## Excerpt
▼

Christine (left) and Debbie Yi, here in 2003, before the accident, have always been close.

I also made time to take vacations and, in April 2003, left New York to spend a week in Mexico with a friend. Late one night, the hotel phone rang and jolted me awake. My oldest sister, Joy, was so distraught, she could hardly get the words out. “It’s Christine — she was in a serious accident,” she stammered. “She fell onto the subway tracks.”

I frantically searched for the first flight home — and later found out that, while I was in the air, Christine stopped breathing and had to be resuscitated.

Walking into her room at Bellevue Hospital, I saw from the outline of her body under the stark white sheets that her leg had already been amputated. “I tried to wiggle my toes, but they’re not moving,” said Christine, who was hooked up to a morphine drip.

She didn’t know yet that her leg was gone.

“It’s OK,” I replied, not wanting to shock her with the news until she was well enough to handle it. “I’m sure it’ll be fine.”

After that, I slept in the reclining chair next to her bed for a month, only going home every couple of days to shower.

My social butterfly of a sister had dozens of friends come see her. Ironically, some had been out drinking at bars near the Spring Street station when the accident happened.

They’d seen the FDNY trucks rush to the scene, unaware that Christine was the victim. The trucks had to lift the subway car off of my sister’s body because she’d gotten stuck between the last two cars of the 6 train.

When Christine had fallen getting off the subway, people on the platform waved their arms and screamed to get the conductor’s attention. But he didn’t notice, and the train pulled away, ripping off her leg. It wasn’t until another passenger pulled the emergency lever in the train car that the subway screeched to a halt.

When the hospital interns and residents, many of whom were about the same age as my sister, heard about her accident, they were easily able to relate to her. As I sat next to her, trying to keep her spirits up, trying to distract her from the pain, they’d visit before or after their shifts.

Christine (left) and Debbie, eight-and-a-half months pregnant, return to the scene of the accident.Christian Johnston

Each time, I saw how much compassion they had — my sister wasn’t just a patient, they truly cared about her.

Seeing the difference the staff at Bellevue made in my sister’s life — my whole family’s lives — made me realize I couldn’t go back to my consulting job.

▲

## Dataset extract
▼

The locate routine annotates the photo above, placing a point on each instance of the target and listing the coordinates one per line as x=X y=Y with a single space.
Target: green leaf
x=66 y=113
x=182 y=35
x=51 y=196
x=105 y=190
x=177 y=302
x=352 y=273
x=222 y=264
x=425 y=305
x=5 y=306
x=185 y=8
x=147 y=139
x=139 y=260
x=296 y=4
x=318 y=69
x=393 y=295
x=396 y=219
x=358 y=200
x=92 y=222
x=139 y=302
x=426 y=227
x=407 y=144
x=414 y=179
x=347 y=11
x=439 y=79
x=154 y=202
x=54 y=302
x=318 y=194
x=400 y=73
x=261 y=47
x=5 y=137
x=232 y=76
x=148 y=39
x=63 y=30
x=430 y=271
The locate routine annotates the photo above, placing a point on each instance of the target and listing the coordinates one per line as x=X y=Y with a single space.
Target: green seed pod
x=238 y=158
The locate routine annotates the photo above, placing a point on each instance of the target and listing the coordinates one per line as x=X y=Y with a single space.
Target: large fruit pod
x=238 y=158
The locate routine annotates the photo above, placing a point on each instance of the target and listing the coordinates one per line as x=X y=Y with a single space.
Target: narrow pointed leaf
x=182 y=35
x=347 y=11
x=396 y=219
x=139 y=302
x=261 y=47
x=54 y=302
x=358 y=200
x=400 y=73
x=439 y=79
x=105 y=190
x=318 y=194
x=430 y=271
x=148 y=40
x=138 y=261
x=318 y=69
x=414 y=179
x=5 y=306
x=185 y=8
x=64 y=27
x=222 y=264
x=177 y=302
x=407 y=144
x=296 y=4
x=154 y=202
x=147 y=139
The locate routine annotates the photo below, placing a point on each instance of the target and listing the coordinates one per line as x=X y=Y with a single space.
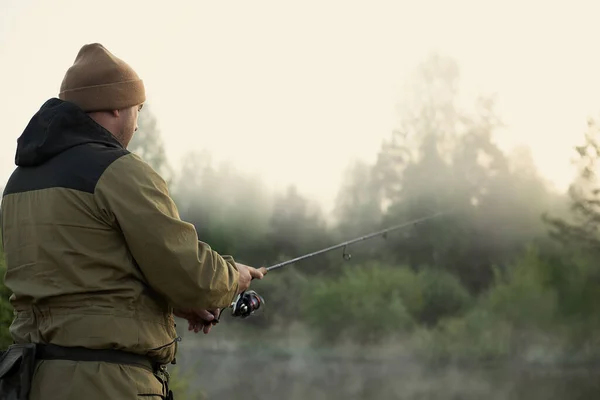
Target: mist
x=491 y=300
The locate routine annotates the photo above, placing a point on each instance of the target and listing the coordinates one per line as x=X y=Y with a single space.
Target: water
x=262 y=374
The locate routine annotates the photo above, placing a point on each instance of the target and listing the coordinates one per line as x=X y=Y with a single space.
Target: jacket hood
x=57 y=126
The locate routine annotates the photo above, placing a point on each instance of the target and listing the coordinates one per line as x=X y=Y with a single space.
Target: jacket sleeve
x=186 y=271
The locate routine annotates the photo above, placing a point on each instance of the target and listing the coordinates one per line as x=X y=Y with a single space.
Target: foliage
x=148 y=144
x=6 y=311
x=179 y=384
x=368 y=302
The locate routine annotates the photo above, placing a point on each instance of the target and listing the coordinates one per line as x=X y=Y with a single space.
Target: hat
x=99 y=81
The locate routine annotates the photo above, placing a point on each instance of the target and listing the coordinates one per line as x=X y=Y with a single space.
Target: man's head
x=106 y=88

▲
▼

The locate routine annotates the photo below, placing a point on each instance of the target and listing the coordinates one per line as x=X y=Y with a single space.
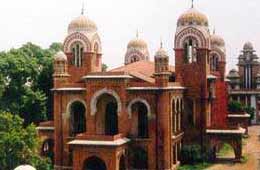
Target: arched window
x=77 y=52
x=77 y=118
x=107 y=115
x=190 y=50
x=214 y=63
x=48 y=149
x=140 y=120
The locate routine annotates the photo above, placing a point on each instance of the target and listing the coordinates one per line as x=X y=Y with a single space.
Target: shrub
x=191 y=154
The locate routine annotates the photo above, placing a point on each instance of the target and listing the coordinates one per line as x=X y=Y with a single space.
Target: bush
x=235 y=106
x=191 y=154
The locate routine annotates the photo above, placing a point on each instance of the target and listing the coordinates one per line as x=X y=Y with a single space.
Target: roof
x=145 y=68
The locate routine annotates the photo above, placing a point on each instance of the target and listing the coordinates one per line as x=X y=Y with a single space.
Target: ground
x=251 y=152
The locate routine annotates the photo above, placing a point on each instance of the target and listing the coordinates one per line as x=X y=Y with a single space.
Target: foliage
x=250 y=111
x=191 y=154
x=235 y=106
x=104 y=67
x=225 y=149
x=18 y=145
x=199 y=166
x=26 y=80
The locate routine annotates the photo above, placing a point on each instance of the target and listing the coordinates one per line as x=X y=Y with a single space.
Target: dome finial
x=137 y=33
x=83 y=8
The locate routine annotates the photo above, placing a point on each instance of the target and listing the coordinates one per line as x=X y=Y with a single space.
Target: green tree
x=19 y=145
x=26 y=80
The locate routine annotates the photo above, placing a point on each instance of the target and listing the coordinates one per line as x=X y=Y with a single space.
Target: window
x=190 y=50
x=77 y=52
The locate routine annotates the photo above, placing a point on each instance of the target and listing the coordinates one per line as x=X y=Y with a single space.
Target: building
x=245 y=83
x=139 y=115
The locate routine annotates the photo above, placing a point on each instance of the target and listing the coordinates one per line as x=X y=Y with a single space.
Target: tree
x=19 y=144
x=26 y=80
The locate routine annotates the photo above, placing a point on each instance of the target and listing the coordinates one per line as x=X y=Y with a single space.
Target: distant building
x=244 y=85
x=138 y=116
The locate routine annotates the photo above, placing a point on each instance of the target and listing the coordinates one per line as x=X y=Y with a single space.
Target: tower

▲

## Activity
Please continue the account of Christine's subway accident, starting right after its final sentence.

## Answer box
Sure, I was helping people in an abstract way, but I wanted to be hands-on, saving people’s lives. I would never feel complete until I was a doctor.

So, instead of climbing up the ladder at Goldman Sachs or in consulting, I signed up for medical school.

In 2005, I began studying at Albert Einstein College of Medicine in The Bronx. The Wall Street work ethic prepared me for the long, grueling hours. I’d seen what a career was like outside of the hospital, and this was where I belonged. Since I loved every rotation equally, I ended up working in the ER, where you get a little bit of everything.

Today, I live with my husband, Rishi Madhok, another ER doctor, in Philadelphia, and I’m eight-and-a-half months pregnant with our first child.

A typical day at work starts at 6 a.m. and ends as late as 11 p.m. These days, I am a neurocritical care fellow and an emergency medicine attending at the Hospital for the University of Pennsylvania, located in West Philadelphia. I see scores of gunshot wounds to the head and spine — but no two days are the same.

And Christine is doing great. She’s back at work and a star Flywheel student. Most of her fellow spinners have no idea she has a prosthetic leg.

Meanwhile, on this season of “NY Med,” the reality show that followed me and the other doctors when I was an ER resident at New York-Presbyterian Hospital, cameras caught the patient rushed in during my shift who’d been struck by the subway car.

When I started working in the ER, I thought I’d be squeamish when a case like my sister’s came in.

In fact, Christine’s accident prepped me for the absolute worst. And that’s walking into the ER and seeing someone you love on the table.